[Natural-language object grounding data]
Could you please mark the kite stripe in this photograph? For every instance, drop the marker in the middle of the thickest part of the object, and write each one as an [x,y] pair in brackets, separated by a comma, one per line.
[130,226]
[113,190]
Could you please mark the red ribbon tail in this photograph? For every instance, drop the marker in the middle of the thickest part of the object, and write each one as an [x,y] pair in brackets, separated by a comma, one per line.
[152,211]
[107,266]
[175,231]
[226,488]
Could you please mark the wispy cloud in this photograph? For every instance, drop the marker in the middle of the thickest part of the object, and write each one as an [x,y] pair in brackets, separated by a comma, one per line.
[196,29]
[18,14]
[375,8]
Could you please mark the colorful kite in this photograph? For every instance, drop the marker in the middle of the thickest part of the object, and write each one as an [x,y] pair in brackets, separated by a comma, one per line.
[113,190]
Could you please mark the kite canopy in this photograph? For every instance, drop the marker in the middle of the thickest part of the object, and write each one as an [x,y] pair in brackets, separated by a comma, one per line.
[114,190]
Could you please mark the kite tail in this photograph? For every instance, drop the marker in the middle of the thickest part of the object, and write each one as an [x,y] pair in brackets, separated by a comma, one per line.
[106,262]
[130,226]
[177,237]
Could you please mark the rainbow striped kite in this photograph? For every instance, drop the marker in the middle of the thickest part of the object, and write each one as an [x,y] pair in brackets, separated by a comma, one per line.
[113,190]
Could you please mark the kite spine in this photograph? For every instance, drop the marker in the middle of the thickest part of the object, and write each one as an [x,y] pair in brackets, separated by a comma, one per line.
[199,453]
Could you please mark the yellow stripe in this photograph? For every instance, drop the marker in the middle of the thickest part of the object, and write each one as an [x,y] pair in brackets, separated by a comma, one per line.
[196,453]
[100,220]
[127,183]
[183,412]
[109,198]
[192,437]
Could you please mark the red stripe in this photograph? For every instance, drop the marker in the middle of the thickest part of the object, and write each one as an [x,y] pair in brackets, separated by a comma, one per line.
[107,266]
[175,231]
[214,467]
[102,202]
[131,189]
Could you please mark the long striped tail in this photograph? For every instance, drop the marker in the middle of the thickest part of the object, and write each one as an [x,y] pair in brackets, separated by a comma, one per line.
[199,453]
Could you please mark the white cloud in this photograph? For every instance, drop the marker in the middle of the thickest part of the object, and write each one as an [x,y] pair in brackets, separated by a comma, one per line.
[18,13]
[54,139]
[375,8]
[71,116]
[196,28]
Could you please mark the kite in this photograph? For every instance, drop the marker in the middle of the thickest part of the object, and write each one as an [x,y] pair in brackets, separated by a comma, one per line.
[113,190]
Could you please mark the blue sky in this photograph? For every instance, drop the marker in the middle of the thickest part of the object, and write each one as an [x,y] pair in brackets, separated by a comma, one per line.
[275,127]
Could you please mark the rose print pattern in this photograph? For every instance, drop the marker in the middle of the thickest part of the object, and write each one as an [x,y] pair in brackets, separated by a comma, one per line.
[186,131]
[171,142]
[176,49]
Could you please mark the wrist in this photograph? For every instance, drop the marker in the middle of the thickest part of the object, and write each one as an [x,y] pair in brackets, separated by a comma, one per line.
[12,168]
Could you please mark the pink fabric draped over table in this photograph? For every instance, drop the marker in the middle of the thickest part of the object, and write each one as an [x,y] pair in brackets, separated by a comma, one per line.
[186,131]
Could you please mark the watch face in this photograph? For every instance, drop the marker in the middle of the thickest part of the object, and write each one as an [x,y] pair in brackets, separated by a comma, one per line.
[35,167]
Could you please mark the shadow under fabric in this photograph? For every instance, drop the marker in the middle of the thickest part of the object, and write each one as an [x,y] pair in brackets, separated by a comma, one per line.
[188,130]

**Directions for this task**. Please output all the lines above exactly as given.

**Response to the exercise**.
Could you please mark the kite stripe in this photograph? For every instance, drop the marker in the middle of the thickest part of the object, and write each one as an [x,y] pair in brackets, separated by a comma, one per line.
[130,226]
[113,190]
Could you please mark the red ribbon tail in this photograph? For every instance, drop the marker in the middle of the thickest part of the object, and write each one as an [x,y] pair in brackets, separated by a comma, one per line.
[152,211]
[107,266]
[175,231]
[226,488]
Could you please mark the wispy cloud in this photograph? For every instance, drop the marker in the middle of the thickest part of the object, and write each one as an [x,y] pair in brackets, separated by a comma, one per line.
[196,29]
[18,14]
[375,8]
Could you please mark the colorful kite in this photograph? For every instance, drop the marker in the middle of the thickest part of the object, and write each one as an [x,y] pair in brackets, separated by a comma, one per line.
[113,190]
Could you please mark the kite canopy in this photograph? For every instance, drop the marker in the middle of the thickest part of the object, and write each one as an [x,y] pair in brackets, separated by a comma, one per line.
[114,190]
Could you please mark the kite tail in this photograph? For every instance, drop the marker in the middle of the thickest part of the object, and write each one as an [x,y] pair in brackets, separated by a comma, one per line.
[106,262]
[130,226]
[177,237]
Could you please mark the rainbow striped kite in this photograph? For every instance, drop the marker in the middle of the thickest part of the object, and write each one as an [x,y] pair in brackets, separated by a comma, one per line.
[113,190]
Could you please mark the kite spine in this photograph? For every instance, drop the marker in the middle of the thickest part of the object, and write each one as an [x,y] pair in brackets, separated by a comma, one per line.
[199,453]
Could you please mark the yellow stripe in this photograph? For every instance, drop the marker in the middle of the thickest part of the object, and write each one as an [x,y] pair in brackets, separated by a comma, one per line.
[196,453]
[100,220]
[127,183]
[183,412]
[109,198]
[192,437]
Could you please mark the red stripe in this photograph? For every instance, drop the marker in the middle of the thickest part of the object, and write each one as an [x,y] pair in brackets, separated by a comma, one per line.
[107,266]
[175,231]
[214,467]
[102,202]
[131,189]
Could you please mark the long striped tail in this photograph? For every instance, drop the marker in the middle of the thickest part of the object, and write each one as an [x,y] pair in brackets, separated by a comma, one per line.
[199,453]
Could you please mark the white cloud in this photograph? For every instance, drop the marker in the middle of the thickest part of the object, and write each one as an [x,y] pair in brackets, separated by a comma, one per line.
[18,13]
[54,139]
[375,8]
[71,116]
[196,28]
Could you please mark the kite in this photograph? For every instance, drop the marker in the middle of the thickest part of the object, and write each one as an [x,y] pair in brackets, separated by a comma, one per line.
[113,190]
Could you please mark the blue sky in this photograph? For every instance, drop the marker in the middle of the thickest part of the object, and write each one as an [x,y] pair in brackets, separated by a comma, one per line.
[275,127]
Could you please mark the rose print pattern in this photograph? For every instance, drop the marker in the middle of the thickest part of the object, and write each one as an [x,y] pair in brackets, separated by a comma, one per line.
[186,131]
[171,142]
[176,49]
Could you please mark the wrist in this photograph? For every instance, drop the marker in the middle of the thickest part of the object, and write each one as an [x,y] pair in brackets, separated by a comma, one per line.
[12,168]
Could you please mark the pink fabric draped over table in this photograph? For every instance, drop the marker in the middle of the thickest part of the object, and write each one as an [x,y] pair in brackets, separated by a comma, one per line.
[186,131]
Could you please mark the watch face in this photograph? For every instance, drop the marker in the middle of the thickest part of the object, and write each one as an [x,y] pair in brackets, separated by a comma, one per line.
[35,167]
Could you please mark the shadow under fabric in this photograph? For every instance, drop the marker in the middle of the thickest part of the object, and write each one as an [x,y] pair in brackets, separated by a comma, one per line.
[188,130]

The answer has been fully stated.